Your instructions: Copy out exactly the lines from the one containing "Place one keypoint per instance of the vegetation" to the end of the records below, both included, and nothing else.

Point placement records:
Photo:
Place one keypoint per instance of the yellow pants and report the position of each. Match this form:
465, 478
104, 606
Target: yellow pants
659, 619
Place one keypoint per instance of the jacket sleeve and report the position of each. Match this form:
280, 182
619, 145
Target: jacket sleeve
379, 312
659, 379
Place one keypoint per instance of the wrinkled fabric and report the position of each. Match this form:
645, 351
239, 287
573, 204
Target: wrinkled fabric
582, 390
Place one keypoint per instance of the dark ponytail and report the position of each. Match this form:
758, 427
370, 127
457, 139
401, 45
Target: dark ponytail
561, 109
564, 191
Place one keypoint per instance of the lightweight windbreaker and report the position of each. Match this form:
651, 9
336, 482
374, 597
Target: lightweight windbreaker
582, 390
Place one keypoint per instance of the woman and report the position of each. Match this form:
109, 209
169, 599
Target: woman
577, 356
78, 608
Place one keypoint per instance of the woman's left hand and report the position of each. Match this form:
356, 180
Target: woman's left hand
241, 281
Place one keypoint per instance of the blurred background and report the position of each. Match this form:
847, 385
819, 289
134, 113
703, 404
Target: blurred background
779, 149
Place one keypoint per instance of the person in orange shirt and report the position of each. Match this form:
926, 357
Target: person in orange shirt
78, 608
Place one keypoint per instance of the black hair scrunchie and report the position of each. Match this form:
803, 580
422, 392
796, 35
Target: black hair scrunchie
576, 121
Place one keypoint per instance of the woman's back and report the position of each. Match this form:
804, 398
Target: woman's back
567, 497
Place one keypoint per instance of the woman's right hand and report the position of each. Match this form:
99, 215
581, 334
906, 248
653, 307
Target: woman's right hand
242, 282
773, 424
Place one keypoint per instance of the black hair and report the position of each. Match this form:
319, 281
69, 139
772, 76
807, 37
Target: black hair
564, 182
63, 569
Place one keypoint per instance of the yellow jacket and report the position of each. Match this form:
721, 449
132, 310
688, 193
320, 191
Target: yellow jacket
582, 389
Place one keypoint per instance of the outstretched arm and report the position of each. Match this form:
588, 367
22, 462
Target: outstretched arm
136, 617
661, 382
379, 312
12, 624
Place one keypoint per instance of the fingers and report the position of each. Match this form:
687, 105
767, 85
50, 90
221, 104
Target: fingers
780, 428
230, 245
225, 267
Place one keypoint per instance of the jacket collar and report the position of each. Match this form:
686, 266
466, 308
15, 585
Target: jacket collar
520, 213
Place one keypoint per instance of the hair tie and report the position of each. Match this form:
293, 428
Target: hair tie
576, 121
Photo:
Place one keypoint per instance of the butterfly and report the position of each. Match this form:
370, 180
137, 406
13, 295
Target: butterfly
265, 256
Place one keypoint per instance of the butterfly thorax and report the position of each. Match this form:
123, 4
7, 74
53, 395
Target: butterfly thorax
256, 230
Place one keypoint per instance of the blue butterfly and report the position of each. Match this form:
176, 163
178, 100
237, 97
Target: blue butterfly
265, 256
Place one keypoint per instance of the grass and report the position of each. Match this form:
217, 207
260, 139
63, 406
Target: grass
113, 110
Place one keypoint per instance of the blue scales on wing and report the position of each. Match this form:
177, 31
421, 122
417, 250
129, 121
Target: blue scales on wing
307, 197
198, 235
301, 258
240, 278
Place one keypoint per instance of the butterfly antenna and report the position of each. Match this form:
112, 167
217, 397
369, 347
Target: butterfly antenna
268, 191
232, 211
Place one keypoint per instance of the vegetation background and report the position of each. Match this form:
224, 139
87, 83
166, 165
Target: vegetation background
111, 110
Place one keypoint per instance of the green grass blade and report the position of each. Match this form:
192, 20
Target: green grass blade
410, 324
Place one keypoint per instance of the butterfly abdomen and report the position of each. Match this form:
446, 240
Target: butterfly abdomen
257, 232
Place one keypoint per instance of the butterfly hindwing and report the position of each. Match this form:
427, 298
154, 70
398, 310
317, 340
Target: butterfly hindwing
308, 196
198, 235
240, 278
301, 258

Solution to the problem:
Place one keypoint per instance of the vegetation background and report the position of each. Match this form:
224, 139
87, 83
166, 165
Target: vegetation background
111, 110
Place one keypoint per instance of the green grass blade and report the position of each. Match this form:
192, 20
Target: green grass blade
410, 324
Place one keypoint per instance of the butterfly abdomen and report the position of each. Match this form:
446, 240
Target: butterfly abdomen
257, 232
Place one keypoint per instance of the butterfly hindwing and report the position of each. Match this form:
427, 298
154, 70
398, 310
317, 340
Target: butterfly hindwing
308, 196
198, 235
240, 278
301, 258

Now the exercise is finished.